--- WHAT YOU HAVE TO DO ---
Once the pictures are removed, return each record below exactly as written.

--- MATERIAL SHOWN ---
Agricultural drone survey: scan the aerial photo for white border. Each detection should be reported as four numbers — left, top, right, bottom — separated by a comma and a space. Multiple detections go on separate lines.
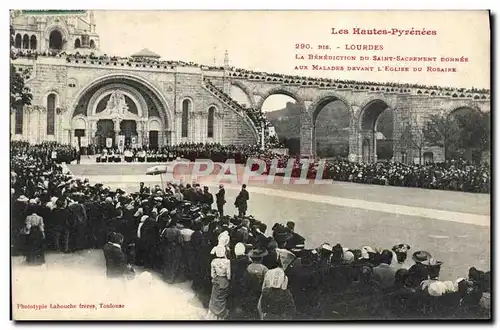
2, 2, 497, 330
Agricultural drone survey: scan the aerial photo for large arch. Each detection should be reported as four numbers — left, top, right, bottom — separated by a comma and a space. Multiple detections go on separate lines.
230, 80, 255, 108
308, 93, 352, 158
15, 34, 21, 48
70, 73, 173, 130
85, 83, 149, 118
444, 105, 490, 163
22, 34, 29, 49
356, 99, 393, 163
49, 30, 63, 50
256, 86, 303, 112
30, 35, 37, 50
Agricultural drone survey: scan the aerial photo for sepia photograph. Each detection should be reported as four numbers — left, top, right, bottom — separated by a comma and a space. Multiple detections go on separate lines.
9, 9, 491, 321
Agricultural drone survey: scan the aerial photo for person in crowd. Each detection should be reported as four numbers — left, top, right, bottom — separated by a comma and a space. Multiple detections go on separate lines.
234, 184, 249, 217
9, 140, 492, 320
207, 245, 231, 320
228, 242, 252, 318
243, 247, 269, 318
216, 184, 226, 217
258, 267, 296, 320
22, 208, 46, 265
202, 186, 214, 208
373, 249, 399, 290
103, 232, 129, 279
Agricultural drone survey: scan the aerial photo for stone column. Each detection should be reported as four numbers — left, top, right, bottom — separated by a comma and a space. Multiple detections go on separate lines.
88, 120, 96, 146
299, 111, 313, 156
189, 111, 196, 142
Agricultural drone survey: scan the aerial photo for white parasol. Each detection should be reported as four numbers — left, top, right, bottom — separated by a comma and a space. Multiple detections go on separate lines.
146, 165, 168, 189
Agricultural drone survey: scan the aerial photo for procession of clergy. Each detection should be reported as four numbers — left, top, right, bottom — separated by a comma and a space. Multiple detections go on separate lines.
11, 142, 490, 320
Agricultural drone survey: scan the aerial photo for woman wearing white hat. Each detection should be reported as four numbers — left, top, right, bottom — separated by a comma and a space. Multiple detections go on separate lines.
206, 245, 231, 320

--- TASK SOLUTION ---
Agricultural drone survey: scan the aerial photo for white border. Each detection should be reported as four numbers — left, top, right, bottom — separated by a comma and a space. Multiple detections go on separate lines.
2, 2, 497, 330
Agricultural drone survey: scan the aerial photo for large arch. Each detection should be reported as four numbers — left, top, right, bottom — separated by a comma and a space. Multiple detections go on separate lines.
230, 80, 255, 108
308, 93, 352, 158
15, 34, 21, 48
70, 73, 173, 130
85, 83, 149, 118
444, 105, 490, 163
22, 34, 29, 49
356, 99, 393, 163
49, 30, 63, 50
256, 86, 303, 112
30, 35, 37, 50
Agricultural drone survey: scan the aerial photo for sepia photograph. Each detection should be reported as four numbers — left, top, right, bottom — separated by a comma and a space. Multiple detections go on separate lines.
9, 9, 491, 321
Agricultural drone survey: scan the aerial photo for person in crowd. Each detection should be reported as four numbers — left, top, right, bottom — separated by a comma and a space. Multiple detections go on separate lines.
234, 184, 249, 217
9, 140, 492, 320
207, 245, 231, 320
228, 242, 252, 318
243, 247, 269, 318
216, 184, 226, 217
258, 267, 296, 320
22, 208, 46, 265
202, 186, 214, 208
373, 249, 399, 290
103, 232, 129, 279
Agricultural drone survey: scan the aerial photo for stone column. Each detection should be reported as four numbers — left, top, right, bottom — separated by a comma and a space. Multiple detections go on separate lines.
88, 120, 96, 146
299, 111, 313, 156
189, 111, 196, 142
Agricultural drone survey: scan the aerial photo for white parasol. Each detection should be reported as four numbers — left, top, right, bottom — separated by a comma and a space. Multiple detections go on separate lines.
146, 165, 168, 189
Agricultural drone survey: scan the aerial photo for procession of clergy. Each detection should be reported as four numbers — left, top, right, bottom — separated by a comma and a space. Multiple detections go on separate lines.
11, 142, 490, 320
Agricultural drone survey: scan the aerial photo for woman wearing white hat. Each detection should be reported as four numbers — left, top, right, bottom — separated by a comma and a space. Multiple detections go on separate lines.
206, 245, 231, 320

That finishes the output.